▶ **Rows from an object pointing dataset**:

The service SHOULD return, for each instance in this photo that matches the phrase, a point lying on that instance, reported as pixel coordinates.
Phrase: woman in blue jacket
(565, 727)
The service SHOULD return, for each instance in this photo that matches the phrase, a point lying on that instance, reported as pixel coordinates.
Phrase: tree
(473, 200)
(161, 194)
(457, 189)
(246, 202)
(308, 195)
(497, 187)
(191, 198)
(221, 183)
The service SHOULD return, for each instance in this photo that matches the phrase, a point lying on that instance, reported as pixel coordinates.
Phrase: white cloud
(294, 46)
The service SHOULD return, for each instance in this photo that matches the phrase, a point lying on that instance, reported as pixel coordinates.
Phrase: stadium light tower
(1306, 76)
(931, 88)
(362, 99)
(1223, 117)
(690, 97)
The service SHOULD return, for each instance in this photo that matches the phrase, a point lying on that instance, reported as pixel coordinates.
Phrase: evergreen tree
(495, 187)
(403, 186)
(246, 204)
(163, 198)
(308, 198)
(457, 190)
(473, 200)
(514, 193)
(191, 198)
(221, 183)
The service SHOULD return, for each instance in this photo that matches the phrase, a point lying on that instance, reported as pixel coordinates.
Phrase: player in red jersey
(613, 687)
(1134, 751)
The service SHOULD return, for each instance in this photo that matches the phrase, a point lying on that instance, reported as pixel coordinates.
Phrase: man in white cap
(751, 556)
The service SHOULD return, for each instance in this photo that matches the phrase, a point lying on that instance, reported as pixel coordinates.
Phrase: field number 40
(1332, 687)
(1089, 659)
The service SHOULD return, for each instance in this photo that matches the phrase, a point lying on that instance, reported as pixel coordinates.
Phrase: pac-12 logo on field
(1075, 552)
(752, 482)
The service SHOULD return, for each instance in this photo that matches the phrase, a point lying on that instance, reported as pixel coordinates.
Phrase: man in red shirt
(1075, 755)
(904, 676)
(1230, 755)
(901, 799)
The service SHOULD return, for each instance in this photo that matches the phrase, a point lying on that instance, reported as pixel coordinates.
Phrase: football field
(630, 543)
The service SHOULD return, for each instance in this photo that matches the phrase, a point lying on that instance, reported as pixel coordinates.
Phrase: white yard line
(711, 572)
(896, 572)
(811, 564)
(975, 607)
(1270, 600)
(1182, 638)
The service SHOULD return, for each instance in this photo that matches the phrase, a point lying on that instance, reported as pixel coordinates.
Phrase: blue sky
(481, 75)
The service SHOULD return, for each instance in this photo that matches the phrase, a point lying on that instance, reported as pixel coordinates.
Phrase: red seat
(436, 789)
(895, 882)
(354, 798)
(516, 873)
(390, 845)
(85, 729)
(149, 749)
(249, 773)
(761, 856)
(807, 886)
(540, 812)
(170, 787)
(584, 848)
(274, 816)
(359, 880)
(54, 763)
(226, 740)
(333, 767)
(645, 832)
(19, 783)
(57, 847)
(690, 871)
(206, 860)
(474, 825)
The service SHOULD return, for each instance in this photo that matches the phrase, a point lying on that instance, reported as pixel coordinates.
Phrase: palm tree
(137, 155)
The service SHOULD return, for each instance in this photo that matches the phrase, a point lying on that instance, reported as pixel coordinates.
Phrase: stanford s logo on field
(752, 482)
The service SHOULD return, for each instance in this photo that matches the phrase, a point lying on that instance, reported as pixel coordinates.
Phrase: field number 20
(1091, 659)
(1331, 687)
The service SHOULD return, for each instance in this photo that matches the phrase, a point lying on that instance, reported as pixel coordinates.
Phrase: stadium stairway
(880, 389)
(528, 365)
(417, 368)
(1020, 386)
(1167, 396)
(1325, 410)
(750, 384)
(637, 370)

▶ **EXERCISE**: Gather every line of the material above that contains the string "number". Treat uppercase and lowercase as different.

▶ **EXERCISE ANSWER**:
Phrase: field number 40
Phrase: field number 20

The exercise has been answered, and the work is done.